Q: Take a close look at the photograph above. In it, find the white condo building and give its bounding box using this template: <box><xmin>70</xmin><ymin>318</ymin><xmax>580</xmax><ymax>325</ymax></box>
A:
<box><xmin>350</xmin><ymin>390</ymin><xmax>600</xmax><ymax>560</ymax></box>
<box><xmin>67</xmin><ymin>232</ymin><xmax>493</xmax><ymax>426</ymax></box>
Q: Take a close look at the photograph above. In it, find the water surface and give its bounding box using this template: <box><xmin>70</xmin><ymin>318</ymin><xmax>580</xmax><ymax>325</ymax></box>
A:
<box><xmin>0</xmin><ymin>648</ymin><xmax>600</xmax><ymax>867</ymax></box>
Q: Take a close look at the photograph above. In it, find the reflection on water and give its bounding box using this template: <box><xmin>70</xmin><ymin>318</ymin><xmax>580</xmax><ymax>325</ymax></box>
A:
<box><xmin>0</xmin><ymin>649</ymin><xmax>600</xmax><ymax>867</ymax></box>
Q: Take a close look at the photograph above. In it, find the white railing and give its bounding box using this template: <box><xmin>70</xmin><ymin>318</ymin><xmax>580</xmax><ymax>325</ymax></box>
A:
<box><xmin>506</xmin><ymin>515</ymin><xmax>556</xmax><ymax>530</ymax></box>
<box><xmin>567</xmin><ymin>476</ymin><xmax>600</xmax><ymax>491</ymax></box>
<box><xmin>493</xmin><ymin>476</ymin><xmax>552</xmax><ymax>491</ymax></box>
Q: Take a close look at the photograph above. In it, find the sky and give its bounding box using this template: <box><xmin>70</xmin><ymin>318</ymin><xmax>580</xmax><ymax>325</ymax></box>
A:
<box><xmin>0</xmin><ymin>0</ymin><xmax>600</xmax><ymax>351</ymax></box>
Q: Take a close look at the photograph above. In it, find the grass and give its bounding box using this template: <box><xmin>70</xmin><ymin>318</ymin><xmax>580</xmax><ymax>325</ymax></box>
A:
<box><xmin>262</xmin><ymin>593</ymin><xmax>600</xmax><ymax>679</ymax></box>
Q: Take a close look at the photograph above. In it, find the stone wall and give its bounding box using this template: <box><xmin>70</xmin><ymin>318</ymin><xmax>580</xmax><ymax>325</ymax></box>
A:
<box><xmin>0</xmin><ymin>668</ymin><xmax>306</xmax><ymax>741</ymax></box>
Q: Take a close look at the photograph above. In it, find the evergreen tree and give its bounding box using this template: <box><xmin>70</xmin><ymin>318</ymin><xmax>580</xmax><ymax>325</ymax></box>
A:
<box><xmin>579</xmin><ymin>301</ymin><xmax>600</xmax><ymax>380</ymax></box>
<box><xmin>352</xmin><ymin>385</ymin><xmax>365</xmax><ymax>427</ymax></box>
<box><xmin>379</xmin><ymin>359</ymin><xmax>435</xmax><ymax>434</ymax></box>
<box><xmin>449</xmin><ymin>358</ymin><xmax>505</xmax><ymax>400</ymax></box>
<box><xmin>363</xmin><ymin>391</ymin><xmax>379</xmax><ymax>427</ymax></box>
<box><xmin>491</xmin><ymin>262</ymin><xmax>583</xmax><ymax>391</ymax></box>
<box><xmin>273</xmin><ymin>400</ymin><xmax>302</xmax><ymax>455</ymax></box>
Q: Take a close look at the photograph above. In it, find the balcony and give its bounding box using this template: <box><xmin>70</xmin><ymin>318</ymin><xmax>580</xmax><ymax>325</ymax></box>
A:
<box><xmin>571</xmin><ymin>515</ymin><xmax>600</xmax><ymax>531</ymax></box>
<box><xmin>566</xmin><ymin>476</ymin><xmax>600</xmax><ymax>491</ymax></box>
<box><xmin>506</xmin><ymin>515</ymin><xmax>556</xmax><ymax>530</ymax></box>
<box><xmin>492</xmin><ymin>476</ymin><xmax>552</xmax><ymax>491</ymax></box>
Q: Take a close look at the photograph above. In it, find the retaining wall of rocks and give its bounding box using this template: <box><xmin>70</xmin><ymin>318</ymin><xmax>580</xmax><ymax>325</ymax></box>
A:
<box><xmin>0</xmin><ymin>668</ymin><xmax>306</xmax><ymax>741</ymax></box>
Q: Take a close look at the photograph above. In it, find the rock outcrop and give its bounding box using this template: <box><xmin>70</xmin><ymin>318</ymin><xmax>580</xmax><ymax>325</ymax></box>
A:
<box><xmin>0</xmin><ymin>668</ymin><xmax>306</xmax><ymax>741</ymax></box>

--- Work required ---
Return each line from the rows above that contains the word "wall".

--- Result ---
Q: Take a close look at the photograph above. In it, find the stone wall and give its bounding box using this template: <box><xmin>70</xmin><ymin>318</ymin><xmax>580</xmax><ymax>325</ymax></box>
Q: Take a close look at the photograph above. In it, find the retaining wall of rocks and give its bounding box using this template: <box><xmin>70</xmin><ymin>318</ymin><xmax>580</xmax><ymax>325</ymax></box>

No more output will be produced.